• [Task]:
Could the entries below be reproduced exactly, with the images removed?

+++ Input data +++

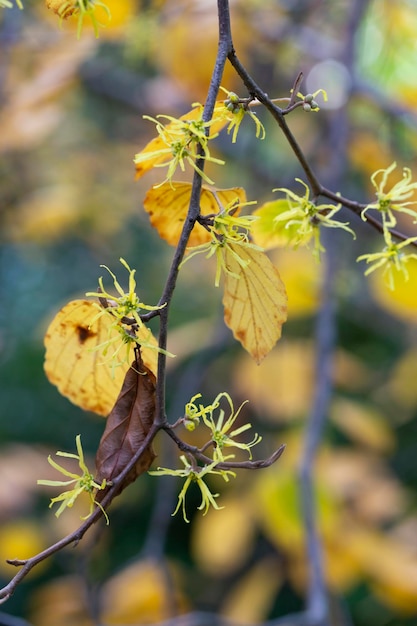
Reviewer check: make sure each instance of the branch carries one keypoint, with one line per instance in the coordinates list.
(73, 538)
(200, 456)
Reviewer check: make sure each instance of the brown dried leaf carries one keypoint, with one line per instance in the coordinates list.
(127, 426)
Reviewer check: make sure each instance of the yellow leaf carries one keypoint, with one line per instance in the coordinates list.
(19, 540)
(157, 144)
(142, 593)
(76, 368)
(282, 386)
(301, 277)
(391, 566)
(255, 302)
(60, 601)
(167, 206)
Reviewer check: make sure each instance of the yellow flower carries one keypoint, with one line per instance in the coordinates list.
(394, 200)
(195, 474)
(221, 434)
(225, 228)
(181, 141)
(124, 310)
(83, 482)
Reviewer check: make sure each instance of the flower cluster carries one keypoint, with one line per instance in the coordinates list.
(80, 8)
(227, 229)
(182, 141)
(389, 203)
(83, 483)
(124, 310)
(304, 218)
(391, 259)
(222, 435)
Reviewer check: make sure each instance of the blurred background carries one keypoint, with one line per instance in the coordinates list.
(70, 125)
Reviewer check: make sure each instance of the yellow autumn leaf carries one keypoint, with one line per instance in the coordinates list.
(142, 593)
(389, 564)
(282, 386)
(157, 144)
(363, 424)
(167, 206)
(73, 364)
(402, 385)
(60, 601)
(254, 299)
(301, 277)
(251, 599)
(402, 301)
(20, 539)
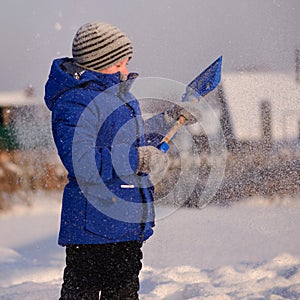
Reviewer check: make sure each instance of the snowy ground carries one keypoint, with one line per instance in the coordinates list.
(248, 251)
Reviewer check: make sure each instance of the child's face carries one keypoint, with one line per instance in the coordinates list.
(120, 66)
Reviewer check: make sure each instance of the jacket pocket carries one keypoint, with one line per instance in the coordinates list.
(112, 229)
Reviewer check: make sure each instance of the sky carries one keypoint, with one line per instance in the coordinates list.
(172, 39)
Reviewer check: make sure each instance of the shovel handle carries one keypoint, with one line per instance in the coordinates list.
(164, 145)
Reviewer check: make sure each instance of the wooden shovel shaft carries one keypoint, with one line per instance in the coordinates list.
(173, 130)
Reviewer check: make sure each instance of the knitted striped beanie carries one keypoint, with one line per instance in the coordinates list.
(97, 46)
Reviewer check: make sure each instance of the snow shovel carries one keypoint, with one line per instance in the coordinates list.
(204, 83)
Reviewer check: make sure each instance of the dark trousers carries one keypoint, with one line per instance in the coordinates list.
(112, 269)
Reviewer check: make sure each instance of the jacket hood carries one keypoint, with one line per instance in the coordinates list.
(60, 81)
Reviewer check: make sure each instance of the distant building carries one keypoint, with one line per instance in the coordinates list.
(246, 91)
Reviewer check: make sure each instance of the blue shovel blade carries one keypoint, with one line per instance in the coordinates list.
(205, 82)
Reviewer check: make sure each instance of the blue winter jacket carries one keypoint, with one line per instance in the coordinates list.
(97, 127)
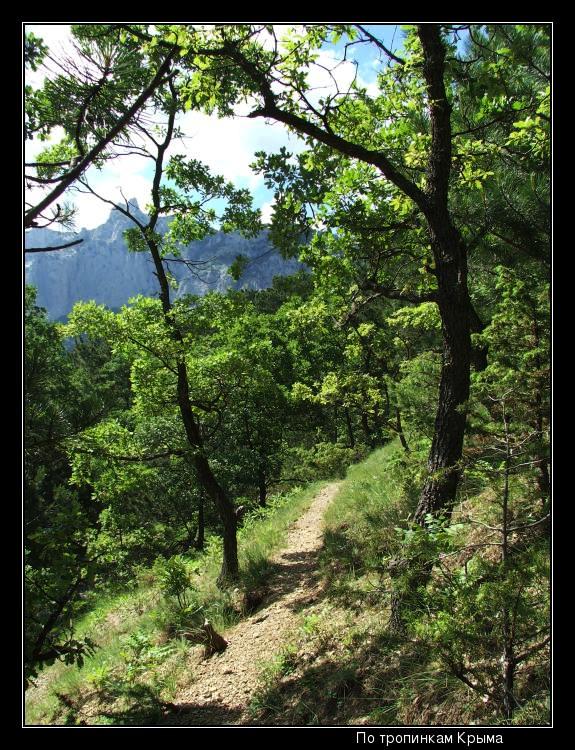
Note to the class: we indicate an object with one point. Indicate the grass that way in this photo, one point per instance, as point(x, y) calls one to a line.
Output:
point(345, 665)
point(113, 681)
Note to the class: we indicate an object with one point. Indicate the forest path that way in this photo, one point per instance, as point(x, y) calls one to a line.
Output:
point(225, 683)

+++

• [Result of this exercise]:
Reviewer check: make sure each instance of the branch carries one keypoint, with one line per instance in the coordinates list.
(73, 538)
(200, 456)
Reviewer check: make sure each instance of the brown dried leaf carries one keypoint, with one line per instance in the coordinates list.
(127, 426)
Reviewer check: make sure each instance of the yellow leaf carries one keypoint, with one line per instance in the coordinates list.
(19, 540)
(157, 144)
(142, 593)
(76, 368)
(282, 386)
(301, 277)
(391, 566)
(255, 302)
(60, 601)
(167, 206)
Reviewer check: make sure each instance of the yellow flower carries one keypoint, with one line per instance in the coordinates list.
(394, 200)
(195, 474)
(221, 434)
(225, 228)
(181, 141)
(124, 310)
(83, 482)
Reviewer check: make sure each instance of the flower cluster carries one keypoint, with one line per instance in the coordinates list.
(80, 8)
(227, 229)
(182, 141)
(389, 203)
(83, 483)
(124, 310)
(304, 218)
(391, 259)
(222, 435)
Reviewer check: make sure each instance of the blurred background carries one keypoint, with one line per instance in the coordinates list.
(70, 125)
Reviewer check: make sure each instance of the yellow autumn leaf carries one keypoint, with one line per instance in the coordinates list.
(142, 593)
(389, 564)
(282, 386)
(157, 144)
(363, 424)
(167, 206)
(73, 364)
(402, 385)
(60, 601)
(254, 299)
(301, 277)
(251, 599)
(402, 301)
(20, 539)
Reviewer check: make sure each instance of the snowy ground carries one keypoint, with one line per instance in the coordinates list.
(248, 251)
Reviewer check: make sure each instance of the child's face carries one keypoint, with one line per instance in the coordinates list.
(120, 66)
Reviewer check: make sure each instance of the jacket pocket carries one keypoint, with one line per instance in the coordinates list.
(112, 229)
Reviewer check: make sure each instance of the sky carries one keypoint, with one line per instance in the coordinates list.
(172, 39)
Reviewer check: make sure each instance of the shovel handle carries one keypoint, with one line per instance in the coordinates list.
(164, 145)
Reviewer check: make sure each instance of the wooden shovel shaft carries one keypoint, with one line per instance in the coordinates list.
(173, 130)
Reviewer check: make sure each instance of the knitted striped beanie carries one keypoint, with one line per instance in the coordinates list.
(97, 46)
Reviewer check: make sure each instance of the snow shovel carries one keypoint, with one line per instance in the coordinates list.
(204, 83)
Reviewer check: make sure each instance of the dark trousers carries one keypoint, with one line per instance in the coordinates list.
(112, 269)
Reviewer check: make sure each instance of the jacket hood carries one keypoint, with one line per instance in the coordinates list.
(60, 81)
Reviewer check: make sure each instance of the distant building carries one keypoint, with one line per instance in the coordinates list.
(246, 91)
Reviewer check: make sure each instance of the blue shovel blade carries one keypoint, with one line per instance in the coordinates list.
(205, 82)
Reviewer check: make sure each instance of the blue winter jacket carries one keypoint, with one line per instance in the coordinates list.
(97, 127)
Note to the class: we indicate an object with one point. Indicate the grass that way in this photo, one point per instance, as point(x, y) calls one to a line.
Output:
point(345, 665)
point(113, 681)
Note to the class: we indicate an object with one point. Indicate the forest path that way in this photo, one point per instance, as point(x, y) calls one to a line.
Output:
point(225, 683)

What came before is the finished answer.